* _Задание 1_: Приведите все строки, в которых встречается слово «mark».

* _Исходный текст_:
Цветаева попала в странный мир — страну, с которой предстояло знакомиться заново. На фотографии, сделанной два года спустя, она отметила эту дату: «В день двухлетия моего въезда. 18 июня 1941 г.». Поразительно здесь слово «въезд» — так говорят о царях, о триумфаторах; у самой Цветаевой: «въезд вельможе». Почему она употребила это слово? Триумфального въезда не было. Ее возвращение из эмиграции осталось незамеченным. Она приехала не как Марина Цветаева — известный русский писатель, а как же­на своего мужа Сергея Яковлевича Эфрона — проваливше­гося на Западе советского агента. Это не располагало к офи­циальным приветствиям, которыми в 1937 году было встре­чено возвращение из эмиграции Александра Куприна. О нем дважды сообщала «Правда», интервью с ним и отрывки его воспоминаний были помещены в «Известиях» и «Лите­ратурной газете». «Я совершенно счастлив, — сказал Куприн корреспонденту, — что советское правительство дало мне возможность вновь очутиться на родной земле, в новой для меня советской Москве... Я в Москве! не могу прийти в се­бя от радости». Куприн уже слабо ориентировался в окружа­ющем и верил всему, что ему внушали.

Цветаева с Муром поселились на казенной даче НКВД в Болшеве под Москвой, где жили Сергей Яковлевич и Аля. Это и была та «деревня» с соснами, о которой Цветаева пи­сала Тесковой из Парижа. Впрочем, Аля только наезжала, привозила отцу газеты и журналы; практически она жила в Москве: там работала, там были у нее друзья, своя жизнь. Она любила и была любима... Дача с «размахом», но без удобств: большая гостиная с камином, а уборная во дворе. Керосинки, дрова, погреб — Цветаева как бы вернулась к деревенской жизни пражских лет. В доме разместились две семьи: Эфроны и Сеземан-Клепинины; у каждой было по Две комнаты и терраса, гостиная и кухня— общие.

* _Задание 2_: Перепишите часть текста о возвращении Цветаевой, которая начинается со слов «Цветаева с Муром» и заканчивается словами «и кухня— общие.», подставив «роялем» вместо «камином».

* _Строки_:
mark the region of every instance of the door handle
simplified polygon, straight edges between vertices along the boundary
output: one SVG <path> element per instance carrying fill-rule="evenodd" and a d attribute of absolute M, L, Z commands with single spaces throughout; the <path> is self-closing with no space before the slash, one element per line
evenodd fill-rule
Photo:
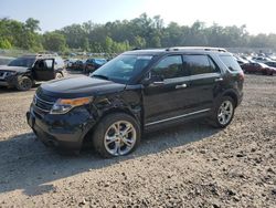
<path fill-rule="evenodd" d="M 222 82 L 222 81 L 223 81 L 223 77 L 214 79 L 214 82 Z"/>
<path fill-rule="evenodd" d="M 176 86 L 176 89 L 185 89 L 187 87 L 187 84 L 179 84 Z"/>

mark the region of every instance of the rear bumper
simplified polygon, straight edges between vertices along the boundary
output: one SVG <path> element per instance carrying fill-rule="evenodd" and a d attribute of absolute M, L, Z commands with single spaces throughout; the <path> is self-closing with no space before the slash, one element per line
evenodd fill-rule
<path fill-rule="evenodd" d="M 79 112 L 78 112 L 79 113 Z M 47 146 L 79 150 L 83 139 L 94 122 L 85 121 L 86 115 L 78 114 L 78 117 L 68 121 L 64 115 L 44 115 L 38 114 L 31 105 L 30 112 L 26 112 L 26 121 L 38 138 Z M 66 119 L 66 122 L 64 122 Z"/>

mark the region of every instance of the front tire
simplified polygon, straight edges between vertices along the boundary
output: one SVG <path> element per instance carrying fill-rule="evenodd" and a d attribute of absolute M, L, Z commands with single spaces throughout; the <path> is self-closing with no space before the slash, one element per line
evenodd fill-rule
<path fill-rule="evenodd" d="M 140 143 L 137 121 L 125 113 L 107 115 L 99 122 L 94 134 L 95 150 L 105 158 L 128 155 Z"/>
<path fill-rule="evenodd" d="M 224 128 L 232 122 L 234 113 L 234 100 L 230 96 L 223 96 L 214 108 L 213 115 L 211 116 L 211 124 L 214 127 Z"/>
<path fill-rule="evenodd" d="M 17 89 L 19 91 L 29 91 L 33 86 L 33 81 L 28 76 L 22 76 L 18 80 Z"/>

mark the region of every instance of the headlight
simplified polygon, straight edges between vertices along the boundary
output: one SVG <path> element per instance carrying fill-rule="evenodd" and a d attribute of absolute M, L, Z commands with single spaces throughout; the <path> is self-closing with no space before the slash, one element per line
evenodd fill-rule
<path fill-rule="evenodd" d="M 74 107 L 89 104 L 93 97 L 59 98 L 51 110 L 51 114 L 65 114 Z"/>

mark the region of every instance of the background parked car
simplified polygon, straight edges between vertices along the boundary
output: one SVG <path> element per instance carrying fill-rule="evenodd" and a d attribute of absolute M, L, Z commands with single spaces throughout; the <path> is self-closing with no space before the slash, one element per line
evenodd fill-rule
<path fill-rule="evenodd" d="M 14 58 L 0 56 L 0 65 L 7 65 L 12 60 L 14 60 Z"/>
<path fill-rule="evenodd" d="M 243 64 L 242 69 L 244 73 L 261 73 L 264 75 L 273 75 L 276 73 L 276 69 L 268 66 L 264 63 L 247 63 Z"/>
<path fill-rule="evenodd" d="M 276 67 L 276 61 L 268 61 L 268 62 L 265 62 L 265 64 L 272 67 Z"/>
<path fill-rule="evenodd" d="M 72 63 L 72 66 L 71 66 L 72 70 L 77 70 L 77 71 L 83 71 L 84 67 L 85 67 L 84 60 L 76 60 L 75 62 Z"/>
<path fill-rule="evenodd" d="M 106 59 L 88 59 L 85 62 L 84 73 L 94 72 L 107 62 Z"/>
<path fill-rule="evenodd" d="M 265 62 L 272 61 L 269 58 L 264 58 L 264 56 L 253 58 L 252 60 L 258 63 L 265 63 Z"/>
<path fill-rule="evenodd" d="M 62 79 L 66 74 L 64 61 L 60 56 L 24 55 L 0 66 L 0 85 L 28 91 L 35 82 Z"/>

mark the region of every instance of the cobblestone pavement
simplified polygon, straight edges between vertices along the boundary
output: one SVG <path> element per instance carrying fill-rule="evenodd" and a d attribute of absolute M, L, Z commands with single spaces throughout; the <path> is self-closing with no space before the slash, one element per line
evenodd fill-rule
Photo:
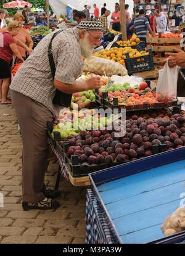
<path fill-rule="evenodd" d="M 4 196 L 0 243 L 84 243 L 84 188 L 62 180 L 61 206 L 56 212 L 22 210 L 22 150 L 15 110 L 12 105 L 0 105 L 0 192 Z M 57 162 L 49 163 L 47 187 L 54 188 L 57 170 Z"/>

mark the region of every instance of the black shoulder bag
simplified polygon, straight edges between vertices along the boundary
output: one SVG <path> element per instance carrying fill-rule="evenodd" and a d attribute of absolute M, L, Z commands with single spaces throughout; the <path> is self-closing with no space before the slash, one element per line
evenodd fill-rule
<path fill-rule="evenodd" d="M 63 30 L 58 31 L 57 32 L 55 33 L 54 35 L 52 36 L 51 42 L 49 45 L 48 47 L 48 58 L 50 64 L 50 67 L 53 79 L 54 80 L 55 74 L 56 74 L 56 65 L 54 64 L 53 56 L 52 56 L 52 42 L 54 38 L 60 32 L 62 32 Z M 56 89 L 56 93 L 54 97 L 52 100 L 52 103 L 55 105 L 59 105 L 64 107 L 69 107 L 71 104 L 72 94 L 70 94 L 68 93 L 64 93 L 62 91 Z"/>

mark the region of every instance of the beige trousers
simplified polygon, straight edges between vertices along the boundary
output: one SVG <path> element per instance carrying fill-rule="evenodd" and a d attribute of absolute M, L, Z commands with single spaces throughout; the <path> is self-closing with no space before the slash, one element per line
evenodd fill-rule
<path fill-rule="evenodd" d="M 52 114 L 41 103 L 11 90 L 23 140 L 23 202 L 37 202 L 45 198 L 44 175 L 49 151 L 47 122 Z"/>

* _Ответ на задание 1_:
mark the region of every instance of the door handle
mark the region of every instance of the rear bumper
mark the region of every instance of the front tire
mark the region of every instance of the headlight
mark the region of every instance of the background parked car
mark the region of every instance of the cobblestone pavement
mark the region of every instance of the black shoulder bag
mark the region of every instance of the beige trousers

* _Ответ на задание 2_:
Цветаева с Муром поселились на казенной даче НКВД в Болшеве под Москвой, где жили Сергей Яковлевич и Аля. Это и была та «деревня» с соснами, о которой Цветаева пи­сала Тесковой из Парижа. Впрочем, Аля только наезжала, привозила отцу газеты и журналы; практически она жила в Москве: там работала, там были у нее друзья, своя жизнь. Она любила и была любима... Дача с «размахом», но без удобств: большая гостиная с роялем, а уборная во дворе. Керосинки, дрова, погреб — Цветаева как бы вернулась к деревенской жизни пражских лет. В доме разместились две семьи: Эфроны и Сеземан-Клепинины; у каждой было по Две комнаты и терраса, гостиная и кухня— общие.